> _Given request_: Please print all of the material below, word for word.

[Coordinate labeling data]

———

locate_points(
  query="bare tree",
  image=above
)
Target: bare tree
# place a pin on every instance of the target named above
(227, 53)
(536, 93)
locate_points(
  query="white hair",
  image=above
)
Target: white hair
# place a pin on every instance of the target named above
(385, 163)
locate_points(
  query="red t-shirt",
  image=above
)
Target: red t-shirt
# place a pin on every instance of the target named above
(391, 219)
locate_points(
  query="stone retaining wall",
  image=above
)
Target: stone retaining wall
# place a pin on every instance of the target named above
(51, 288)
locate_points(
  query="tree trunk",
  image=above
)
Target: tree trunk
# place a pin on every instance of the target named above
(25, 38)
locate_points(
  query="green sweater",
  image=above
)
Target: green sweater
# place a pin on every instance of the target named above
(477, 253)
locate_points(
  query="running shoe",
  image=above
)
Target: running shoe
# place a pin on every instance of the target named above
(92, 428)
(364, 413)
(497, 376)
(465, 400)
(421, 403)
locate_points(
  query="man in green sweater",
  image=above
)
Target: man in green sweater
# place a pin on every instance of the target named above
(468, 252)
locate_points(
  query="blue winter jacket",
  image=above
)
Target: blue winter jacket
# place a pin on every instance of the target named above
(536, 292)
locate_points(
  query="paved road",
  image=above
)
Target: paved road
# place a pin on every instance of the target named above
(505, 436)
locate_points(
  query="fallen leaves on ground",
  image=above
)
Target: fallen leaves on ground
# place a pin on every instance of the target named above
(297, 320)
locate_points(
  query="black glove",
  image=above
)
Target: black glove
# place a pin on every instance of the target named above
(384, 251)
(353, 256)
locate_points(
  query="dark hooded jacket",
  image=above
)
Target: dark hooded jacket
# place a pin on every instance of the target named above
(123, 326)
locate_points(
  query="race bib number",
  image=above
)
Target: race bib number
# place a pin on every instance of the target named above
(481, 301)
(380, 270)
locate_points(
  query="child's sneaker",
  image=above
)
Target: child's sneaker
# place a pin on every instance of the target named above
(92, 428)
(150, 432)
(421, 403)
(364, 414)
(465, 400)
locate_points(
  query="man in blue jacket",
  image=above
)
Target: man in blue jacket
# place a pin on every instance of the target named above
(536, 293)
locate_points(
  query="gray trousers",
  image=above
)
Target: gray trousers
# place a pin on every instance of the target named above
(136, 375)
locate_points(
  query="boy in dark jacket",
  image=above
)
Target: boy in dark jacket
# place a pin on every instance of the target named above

———

> _Final result_:
locate_points(
  query="bare tree",
  image=above
)
Target: bare tree
# place a pin on every instance of the target named above
(227, 53)
(536, 93)
locate_points(
  query="white hair",
  image=above
)
Target: white hair
# place a pin on every instance of the target named above
(385, 163)
locate_points(
  query="red t-shirt",
  image=above
)
Target: red t-shirt
# place a pin on every instance of the target named above
(391, 219)
locate_points(
  query="stone retaining wall",
  image=above
)
Target: stone retaining wall
# place a pin on every instance of the target named above
(51, 288)
locate_points(
  query="tree trunk",
  image=above
)
Target: tree trunk
# place a pin on every instance of the target named above
(25, 38)
locate_points(
  query="green sweater",
  image=above
)
Target: green sweater
# place a pin on every instance of the target named above
(477, 253)
locate_points(
  query="running shoe",
  image=above
)
Target: running shoe
# place a pin on every instance of the target named above
(92, 428)
(364, 413)
(497, 376)
(465, 400)
(421, 403)
locate_points(
  query="man in green sweater",
  image=above
)
Target: man in green sweater
# place a pin on every instance of the target named above
(468, 252)
locate_points(
  query="blue winter jacket",
  image=above
)
Target: blue winter jacket
# place a pin on every instance of the target named above
(536, 292)
locate_points(
  query="paved road",
  image=above
)
Target: paved road
# place a pin on every instance of the target named above
(505, 436)
locate_points(
  query="fallen leaves on ground",
  image=above
)
Target: fallen leaves on ground
# place a pin on every instance of the target named above
(297, 320)
locate_points(
  query="black glove",
  image=above
)
Target: black glove
# place a pin on every instance of the target named above
(384, 251)
(353, 256)
locate_points(
  query="dark hooded jacket",
  image=above
)
Target: dark hooded jacket
# place a pin on every instance of the target named above
(123, 326)
locate_points(
  query="race bib number",
  image=above
)
Target: race bib number
# place a pin on every instance of the target named above
(481, 301)
(380, 270)
locate_points(
  query="child's sneaker",
  image=above
)
Target: child's sneaker
# place a pin on every instance of the target named above
(92, 428)
(150, 432)
(421, 403)
(364, 414)
(465, 400)
locate_points(
  query="man in blue jacket",
  image=above
)
Target: man in blue jacket
# place a pin on every instance of the target named above
(536, 293)
locate_points(
  query="gray trousers",
  image=above
)
Target: gray trousers
# place a pin on every instance of the target named above
(136, 375)
locate_points(
  query="boy in dark jacket",
  image=above
)
Target: boy in dark jacket
# place a pin on every instance of the target named above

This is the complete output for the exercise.